### Task 1
Can you return the full periodic-solution question word for word?

### Page extract
--------------------------------

How to conclude this solution is periodic?

Question

I've met the following problem in finishing my argument. The expression I ended with is $$\frac{\mathrm d}{\mathrm d\xi}U(\xi)=\pm\sqrt{C_1-\frac{U^4(\xi)}{2}},$$ with $U:\mathbb R\to\mathbb R$ and $C_1$ is non zero because otherwise I would have no square root unless $U\equiv 0$, which is not admissible in my situation. Therefore I would say the solution $U$ is periodic, and also I would like to find some bounds on the period.

The first problem I ask is the following: how would you proceed in showing that $U$ is periodic?

The second question is to find some bounds on the period. I mean: separating the variables and choosing the $+$ sign one gets $$\frac{\mathrm d U}{\sqrt{C_1-\frac{U^4}{2}}}=\mathrm d \xi,$$ but then I derived no useful informations about the period. Could you help me?

Thank you in advance.

--------------------------------

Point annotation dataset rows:
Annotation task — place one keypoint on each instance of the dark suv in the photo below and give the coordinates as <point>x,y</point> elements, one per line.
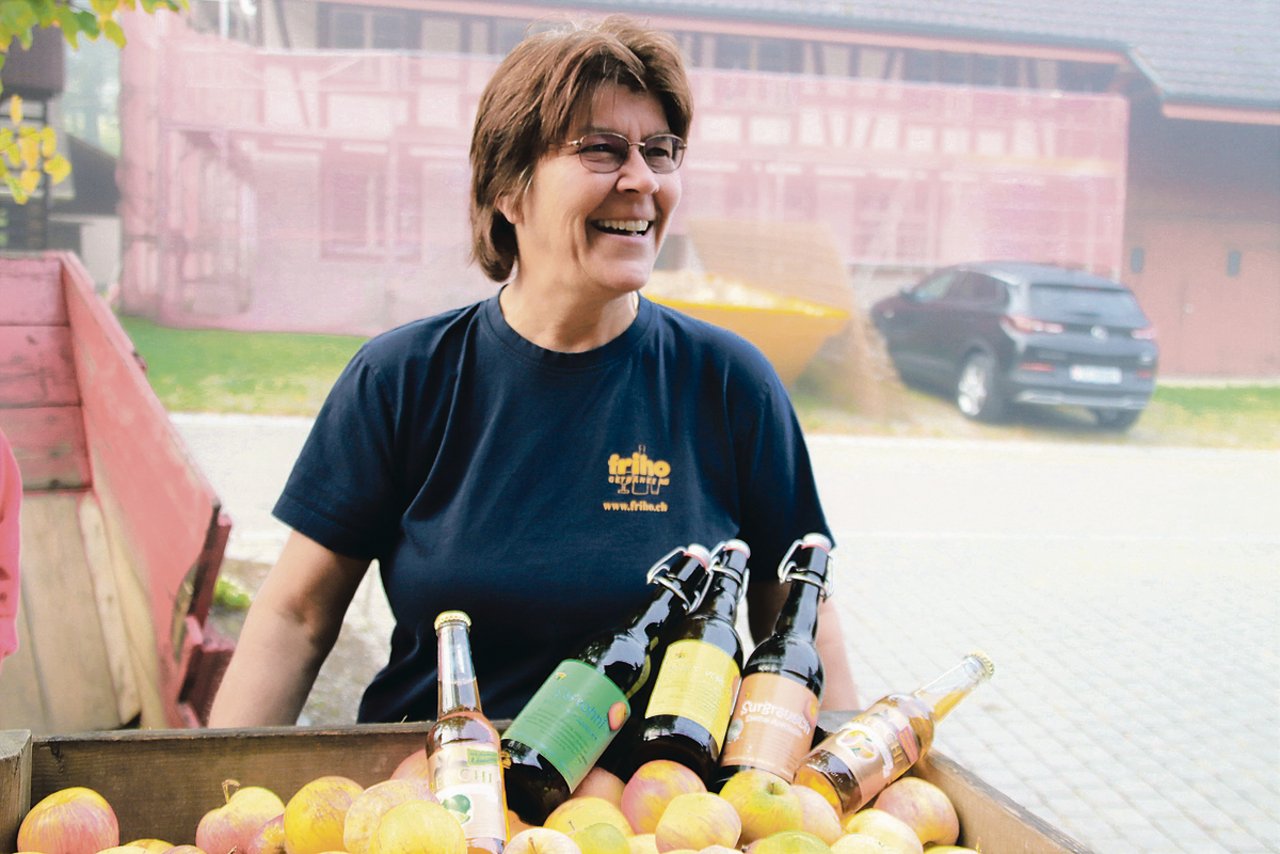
<point>1000,333</point>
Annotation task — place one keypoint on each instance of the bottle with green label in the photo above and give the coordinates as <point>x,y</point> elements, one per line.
<point>464,757</point>
<point>776,711</point>
<point>693,694</point>
<point>568,722</point>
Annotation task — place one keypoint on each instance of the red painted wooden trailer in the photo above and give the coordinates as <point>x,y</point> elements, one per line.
<point>122,535</point>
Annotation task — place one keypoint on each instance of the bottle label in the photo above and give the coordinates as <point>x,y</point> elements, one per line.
<point>466,779</point>
<point>698,681</point>
<point>571,718</point>
<point>877,748</point>
<point>772,726</point>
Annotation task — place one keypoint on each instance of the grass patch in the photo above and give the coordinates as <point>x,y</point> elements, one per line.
<point>259,373</point>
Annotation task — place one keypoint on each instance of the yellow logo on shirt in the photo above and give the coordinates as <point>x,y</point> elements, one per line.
<point>639,475</point>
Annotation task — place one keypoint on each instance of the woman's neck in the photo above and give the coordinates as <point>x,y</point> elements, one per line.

--------------------------------

### Task 2
Could you resize the point coordinates in the rows by multiplying each by 0.45 and rounding to whole numbers, with halves rounding up? Give back only everything from the line containing "the bottle with" down to the last row, both ends included and the requests kept in place.

### Result 1
How to conclude this solution is periodic?

Question

I've met the following problem in finishing my argument. The expression I ended with is $$\frac{\mathrm d}{\mathrm d\xi}U(\xi)=\pm\sqrt{C_1-\frac{U^4(\xi)}{2}},$$ with $U:\mathbb R\to\mathbb R$ and $C_1$ is non zero because otherwise I would have no square root unless $U\equiv 0$, which is not admissible in my situation. Therefore I would say the solution $U$ is periodic, and also I would like to find some bounds on the period.

The first problem I ask is the following: how would you proceed in showing that $U$ is periodic?

The second question is to find some bounds on the period. I mean: separating the variables and choosing the $+$ sign one gets $$\frac{\mathrm d U}{\sqrt{C_1-\frac{U^4}{2}}}=\mathrm d \xi,$$ but then I derived no useful informations about the period. Could you help me?

Thank you in advance.

### Result 2
Annotation task — place one keypoint on each instance of the bottle with green label in the photo above and give the coordinates as <point>x,y</point> elements, one per line.
<point>209,341</point>
<point>349,320</point>
<point>312,312</point>
<point>256,325</point>
Annotation task — place one keypoint on each instance of the red painted wooden trailer in the photo above and give the coordinates as <point>x,y</point> elements, one per line.
<point>55,241</point>
Annotation task — place one keypoint on each instance of the bottle label in the photo above and give the coordinates as <point>x,y</point> elements, one per line.
<point>210,351</point>
<point>314,306</point>
<point>257,323</point>
<point>395,337</point>
<point>347,327</point>
Annotation task — place one keypoint on each instance of the grass patch in the photo above and give the coordinates as <point>x,y</point> elements, one per line.
<point>117,168</point>
Annotation task — place one keypoint on each instance of the yellow logo on shirt in the photo above and give the coordinates as <point>x,y</point> elements, one per line.
<point>288,214</point>
Annotation task — place one keypoint on each instance of the woman's neck in the photo above and give the coordinates as <point>x,y</point> elements, one per line.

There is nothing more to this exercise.